** Work item **
Return every line of the listing below so that it matches the original exactly.
[Opening Material provided section]
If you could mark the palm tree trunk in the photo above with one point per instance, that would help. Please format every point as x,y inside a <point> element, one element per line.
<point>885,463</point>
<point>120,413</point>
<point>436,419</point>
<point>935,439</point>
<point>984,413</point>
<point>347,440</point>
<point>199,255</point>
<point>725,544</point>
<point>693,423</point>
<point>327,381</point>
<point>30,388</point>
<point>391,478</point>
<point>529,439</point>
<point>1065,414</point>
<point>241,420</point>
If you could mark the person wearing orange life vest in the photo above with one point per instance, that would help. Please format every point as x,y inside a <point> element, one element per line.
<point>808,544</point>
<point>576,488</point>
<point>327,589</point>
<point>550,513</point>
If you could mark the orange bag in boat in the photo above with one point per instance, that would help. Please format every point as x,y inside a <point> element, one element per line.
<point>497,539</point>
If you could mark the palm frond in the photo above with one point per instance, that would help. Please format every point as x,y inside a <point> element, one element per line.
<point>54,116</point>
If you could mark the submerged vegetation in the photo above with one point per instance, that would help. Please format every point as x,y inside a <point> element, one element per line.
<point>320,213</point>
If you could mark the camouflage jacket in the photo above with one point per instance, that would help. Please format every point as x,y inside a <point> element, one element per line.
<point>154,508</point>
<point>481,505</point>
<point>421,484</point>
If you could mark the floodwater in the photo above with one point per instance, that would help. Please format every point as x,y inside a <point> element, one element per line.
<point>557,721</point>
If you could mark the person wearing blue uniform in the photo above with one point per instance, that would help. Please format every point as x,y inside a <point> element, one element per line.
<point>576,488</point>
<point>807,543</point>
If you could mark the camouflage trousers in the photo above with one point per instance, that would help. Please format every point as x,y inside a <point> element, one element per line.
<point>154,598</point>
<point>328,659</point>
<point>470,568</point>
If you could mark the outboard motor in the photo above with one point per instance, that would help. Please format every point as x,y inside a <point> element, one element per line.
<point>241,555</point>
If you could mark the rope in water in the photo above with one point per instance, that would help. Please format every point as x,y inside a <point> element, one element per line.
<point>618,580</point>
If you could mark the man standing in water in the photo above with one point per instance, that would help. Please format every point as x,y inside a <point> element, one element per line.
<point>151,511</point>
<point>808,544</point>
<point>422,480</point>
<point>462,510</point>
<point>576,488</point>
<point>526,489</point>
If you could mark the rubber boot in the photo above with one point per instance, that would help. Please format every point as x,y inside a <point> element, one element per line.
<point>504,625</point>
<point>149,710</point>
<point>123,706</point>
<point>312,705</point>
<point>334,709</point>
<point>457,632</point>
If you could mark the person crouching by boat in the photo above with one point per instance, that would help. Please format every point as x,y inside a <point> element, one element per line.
[Closing Material provided section]
** Written answer **
If you could mark the palm tree trunk in the photo above with one point per instance, that would help. Please format every point as x,y inside a <point> element, one element per line.
<point>885,463</point>
<point>120,413</point>
<point>436,419</point>
<point>935,439</point>
<point>984,413</point>
<point>347,440</point>
<point>199,255</point>
<point>725,544</point>
<point>693,423</point>
<point>327,381</point>
<point>30,388</point>
<point>391,478</point>
<point>529,439</point>
<point>1065,414</point>
<point>241,420</point>
If you could mark the person wearing orange life vest in the photo above with one point per instance, that would help. Please format every point as x,y inside a <point> element, one element per line.
<point>808,544</point>
<point>576,488</point>
<point>327,589</point>
<point>550,513</point>
If you could mark the orange bag in boat in the photo above with one point per instance, that would help. Please format every point as x,y inside a <point> element, one element per line.
<point>497,539</point>
If you could mark the palm frond in the photo above with one point per instance, that would help. Please format every point as x,y inside a <point> element, one element per line.
<point>54,116</point>
If you could mark the submerged vegetation in the photo above with one point per instance, that would help. Please format every point as x,y inside a <point> element, one element per line.
<point>320,213</point>
If you could mark the camouflage jacket in the photo above with one point per instance, that would help. Please format every point as x,y inside a <point> element, one element per line.
<point>154,508</point>
<point>481,505</point>
<point>421,484</point>
If you could mark the floodwater in the photo above with one point per instance, that would help. Please format every point as x,y inside a <point> element, one element per line.
<point>557,721</point>
If you could mark the person wearing blue uniform in the photo above with one point per instance, that would help. Please format every point as x,y inside a <point> element, one element per line.
<point>576,488</point>
<point>807,543</point>
If you could mark the camouflage trousers in the photo above with one point per instance, that would help. Please format every point as x,y inside a <point> element, one element per line.
<point>154,598</point>
<point>328,659</point>
<point>470,568</point>
If you could mark the outboard motor in the photo above with one point per instance, that would help. Please format every point as x,y inside a <point> element, one element per line.
<point>241,555</point>
If you could mark the rope in water in the photo above with one point per instance, that would help. Please format every point as x,y inside a <point> element, one element per line.
<point>618,580</point>
If you could mark the man standing in water in the photo above with one point per instance, that would help. Please format every point as x,y inside a <point> element, one element per line.
<point>151,511</point>
<point>808,544</point>
<point>422,480</point>
<point>462,510</point>
<point>576,488</point>
<point>526,489</point>
If you could mark the rubber boot in the photo above with one point per instance, that would help. Please format every point as x,y inside a <point> element, one element per line.
<point>504,625</point>
<point>149,710</point>
<point>123,706</point>
<point>312,705</point>
<point>334,709</point>
<point>457,632</point>
If you could mark the person crouching by boat in the photo above with one point per instance, that would help. Please format every point as x,y inside a <point> element, one element per line.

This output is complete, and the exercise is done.